*Collection entries*.
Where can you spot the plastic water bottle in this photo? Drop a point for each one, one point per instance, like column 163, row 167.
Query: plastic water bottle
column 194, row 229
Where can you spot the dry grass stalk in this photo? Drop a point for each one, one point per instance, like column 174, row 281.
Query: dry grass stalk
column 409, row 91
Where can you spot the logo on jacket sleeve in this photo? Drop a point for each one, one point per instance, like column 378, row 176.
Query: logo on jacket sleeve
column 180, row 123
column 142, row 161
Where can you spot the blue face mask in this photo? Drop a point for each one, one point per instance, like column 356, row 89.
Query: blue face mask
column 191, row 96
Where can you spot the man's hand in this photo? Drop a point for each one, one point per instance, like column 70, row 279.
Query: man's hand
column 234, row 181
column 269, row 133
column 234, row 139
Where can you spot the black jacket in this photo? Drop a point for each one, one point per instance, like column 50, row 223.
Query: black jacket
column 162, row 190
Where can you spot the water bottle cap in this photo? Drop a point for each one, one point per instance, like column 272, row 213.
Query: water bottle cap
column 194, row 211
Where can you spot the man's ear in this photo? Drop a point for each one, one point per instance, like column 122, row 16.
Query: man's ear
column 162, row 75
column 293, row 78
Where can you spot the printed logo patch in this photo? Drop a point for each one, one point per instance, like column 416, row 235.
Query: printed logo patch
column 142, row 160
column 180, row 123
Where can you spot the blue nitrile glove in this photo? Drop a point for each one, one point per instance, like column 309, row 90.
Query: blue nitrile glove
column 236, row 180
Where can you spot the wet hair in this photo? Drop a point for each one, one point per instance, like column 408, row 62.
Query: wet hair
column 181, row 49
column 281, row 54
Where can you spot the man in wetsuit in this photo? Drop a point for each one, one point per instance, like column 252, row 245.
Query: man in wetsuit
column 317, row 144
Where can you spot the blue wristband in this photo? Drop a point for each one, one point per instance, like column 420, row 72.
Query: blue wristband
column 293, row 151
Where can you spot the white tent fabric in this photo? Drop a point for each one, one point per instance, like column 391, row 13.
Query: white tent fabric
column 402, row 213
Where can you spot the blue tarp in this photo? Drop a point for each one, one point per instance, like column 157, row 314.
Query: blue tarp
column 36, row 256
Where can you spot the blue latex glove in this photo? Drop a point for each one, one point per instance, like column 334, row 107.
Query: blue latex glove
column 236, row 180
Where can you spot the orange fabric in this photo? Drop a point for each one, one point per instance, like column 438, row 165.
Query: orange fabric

*Task to complete*.
Check each line of the records for the string "orange" and copy those that have it.

*Written answer*.
Where can you spot the orange fabric in this photo? Drop a point for each one, one point per instance, like column 438, row 165.
Query: orange fabric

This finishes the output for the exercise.